Every entry must be given again exactly.
[begin Records shown]
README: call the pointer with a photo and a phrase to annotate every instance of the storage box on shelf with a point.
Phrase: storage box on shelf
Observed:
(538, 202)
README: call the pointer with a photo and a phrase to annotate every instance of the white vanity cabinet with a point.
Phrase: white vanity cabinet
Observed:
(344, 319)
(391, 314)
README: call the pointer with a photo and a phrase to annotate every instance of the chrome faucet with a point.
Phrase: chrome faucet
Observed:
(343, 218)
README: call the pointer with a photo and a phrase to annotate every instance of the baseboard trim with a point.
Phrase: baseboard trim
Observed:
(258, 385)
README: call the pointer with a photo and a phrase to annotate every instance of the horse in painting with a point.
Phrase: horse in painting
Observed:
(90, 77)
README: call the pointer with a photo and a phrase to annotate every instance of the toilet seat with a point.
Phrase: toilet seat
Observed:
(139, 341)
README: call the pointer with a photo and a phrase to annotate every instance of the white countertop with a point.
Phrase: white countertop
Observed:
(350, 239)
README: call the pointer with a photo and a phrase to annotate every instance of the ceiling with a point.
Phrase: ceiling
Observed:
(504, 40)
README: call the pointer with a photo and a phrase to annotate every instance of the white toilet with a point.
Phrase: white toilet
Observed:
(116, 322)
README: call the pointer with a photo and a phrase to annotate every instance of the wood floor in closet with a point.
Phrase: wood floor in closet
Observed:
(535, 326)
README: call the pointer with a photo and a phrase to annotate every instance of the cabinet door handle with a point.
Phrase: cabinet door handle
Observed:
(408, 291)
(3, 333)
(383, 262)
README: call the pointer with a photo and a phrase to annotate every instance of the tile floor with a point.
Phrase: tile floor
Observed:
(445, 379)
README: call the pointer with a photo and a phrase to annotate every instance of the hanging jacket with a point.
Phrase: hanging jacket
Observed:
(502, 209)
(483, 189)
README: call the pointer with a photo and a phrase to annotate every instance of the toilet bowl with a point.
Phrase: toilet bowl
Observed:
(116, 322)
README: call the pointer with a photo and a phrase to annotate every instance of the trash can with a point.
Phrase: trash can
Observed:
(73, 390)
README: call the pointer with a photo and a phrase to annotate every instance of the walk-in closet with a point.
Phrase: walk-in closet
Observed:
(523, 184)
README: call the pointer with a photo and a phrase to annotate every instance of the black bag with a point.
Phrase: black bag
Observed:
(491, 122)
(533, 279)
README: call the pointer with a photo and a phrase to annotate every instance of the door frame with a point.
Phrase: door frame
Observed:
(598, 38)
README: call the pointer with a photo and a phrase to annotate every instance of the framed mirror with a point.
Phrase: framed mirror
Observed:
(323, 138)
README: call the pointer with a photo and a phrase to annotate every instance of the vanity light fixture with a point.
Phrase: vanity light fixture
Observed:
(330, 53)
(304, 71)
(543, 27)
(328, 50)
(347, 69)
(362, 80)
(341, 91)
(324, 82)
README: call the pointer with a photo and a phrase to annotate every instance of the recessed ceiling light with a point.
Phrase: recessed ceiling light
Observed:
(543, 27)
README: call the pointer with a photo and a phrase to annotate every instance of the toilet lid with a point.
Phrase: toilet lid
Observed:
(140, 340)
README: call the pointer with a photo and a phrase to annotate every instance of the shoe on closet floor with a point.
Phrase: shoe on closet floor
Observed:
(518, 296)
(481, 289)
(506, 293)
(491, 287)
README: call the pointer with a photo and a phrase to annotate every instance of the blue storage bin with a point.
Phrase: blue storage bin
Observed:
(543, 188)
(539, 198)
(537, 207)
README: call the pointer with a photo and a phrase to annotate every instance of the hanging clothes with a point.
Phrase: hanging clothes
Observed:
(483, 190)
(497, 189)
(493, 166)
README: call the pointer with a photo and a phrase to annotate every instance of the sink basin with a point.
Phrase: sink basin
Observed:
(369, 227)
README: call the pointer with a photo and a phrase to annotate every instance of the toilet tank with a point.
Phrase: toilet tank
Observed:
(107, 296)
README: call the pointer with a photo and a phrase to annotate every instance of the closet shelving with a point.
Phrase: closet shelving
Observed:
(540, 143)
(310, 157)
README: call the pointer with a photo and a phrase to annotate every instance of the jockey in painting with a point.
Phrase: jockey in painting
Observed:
[end Records shown]
__Solution to this task__
README: call the pointer with a photo and a phrase to annotate every instance of the storage box on shelf with a point.
Phrase: storage box on shelf
Observed:
(538, 202)
README: call the pointer with a photo and a phrase to annotate every instance of the white vanity cabinet with a point.
Phrase: white vanity cabinet
Observed:
(344, 319)
(391, 314)
README: call the pointer with a photo and a phrase to annotate every instance of the chrome faucet with a point.
Phrase: chrome faucet
Observed:
(343, 218)
README: call the pointer with a photo and a phrase to annotate every instance of the baseboard trim with a point.
Phrase: baseboard trim
Observed:
(258, 385)
README: call the pointer with a photo and a phrase to annotate every instance of the horse in painting with a point.
Phrase: horse in painting
Observed:
(90, 77)
README: call the pointer with a photo and a phrase to annotate every instance of the toilet seat with a point.
Phrase: toilet seat
Observed:
(139, 341)
README: call the pointer with a photo and a phrase to annotate every instance of the white countertop with a point.
Phrase: white countertop
Observed:
(350, 239)
README: call the pointer with a photo and a phrase to annotate every instance of the ceiling with a point.
Phrase: ceiling
Observed:
(504, 40)
README: call the pointer with a photo and a phrase to annotate every instance of the white toilet with a point.
Phrase: white toilet
Observed:
(116, 322)
README: call the pointer with a photo and a phrase to annotate every instance of the wood floor in closet with a point.
Phrase: wood floor in closet
Observed:
(535, 326)
README: call the pointer with a photo and a phrase to annotate every instance of the cabinet door handle with a point.
Phrase: cabinet door handle
Observed:
(408, 291)
(3, 333)
(383, 262)
README: call the pointer with a photo and a phrase to annotate every instance of the tile floor with a point.
Phrase: tile floor
Observed:
(445, 379)
README: call the pointer with a photo and a phrase to annotate every instance of the hanging jacket with a point.
Phrase: hanging jacket
Observed:
(502, 209)
(483, 189)
README: call the pointer with a photo and a phrase to annotate every instance of the toilet bowl with a point.
Phrase: toilet bowl
Observed:
(116, 322)
README: call the pointer with a photo and a phrase to annotate every instance of the trash can with a point.
Phrase: trash can
Observed:
(73, 390)
README: call the pointer with a photo and a phrase to annotate every instance of the walk-in closet with a point.
Phrase: walk-in closet
Observed:
(523, 184)
README: call the pointer with a photo and a phrase to annotate every instance of the black bag with a point.
Phrase: black bag
Observed:
(491, 122)
(533, 279)
README: call the pointer with a photo and a phrase to annotate every instance of the door frame with a point.
Phrase: door frame
Observed:
(598, 38)
README: call the pointer with a photo and a phrase to annotate every instance of the framed mirror with a point.
Phrase: framed mirror
Observed:
(323, 138)
README: call the pointer with a photo and a phrase to annotate every instance of the vanity light fixture with a point.
Phrase: vanity light fixture
Observed:
(330, 53)
(304, 71)
(543, 27)
(328, 50)
(347, 69)
(362, 80)
(341, 91)
(324, 82)
README: call the pointer with a photo and a phrase to annotate every instance of the recessed ceiling light with a point.
Phrase: recessed ceiling light
Observed:
(543, 27)
README: call the pointer with a photo and a phrase to annotate every instance of the toilet lid with a point.
Phrase: toilet lid
Observed:
(140, 340)
README: call the pointer with a photo and a phrase to annotate every instance of the shoe on closet floor with a point.
Phrase: shoe on closet floor
Observed:
(518, 296)
(481, 289)
(506, 293)
(491, 287)
README: call the pointer with a photo and a phrase to annotate every instance of the blue storage bin with a point.
Phrase: blue storage bin
Observed:
(543, 188)
(539, 198)
(537, 207)
README: call the pointer with a photo and a phrase to annotate every instance of the hanging clothes with a point.
Phrase: hanging clothes
Observed:
(483, 190)
(497, 189)
(493, 166)
README: call the pointer with a photo and a phrase to annotate every instance of the sink basin with a point.
Phrase: sink basin
Observed:
(369, 227)
README: call the pointer with a photo and a phrase to annotate every instance of the toilet tank with a point.
Phrase: toilet tank
Observed:
(107, 296)
README: call the pointer with a photo and a phrase to annotate every instance of the closet shelving with a point.
Phrase: closet shelving
Observed:
(540, 143)
(310, 157)
README: call the pointer with a photo and a phrase to annotate every instance of the jockey in painting with a point.
Phrase: jockey in painting
Observed:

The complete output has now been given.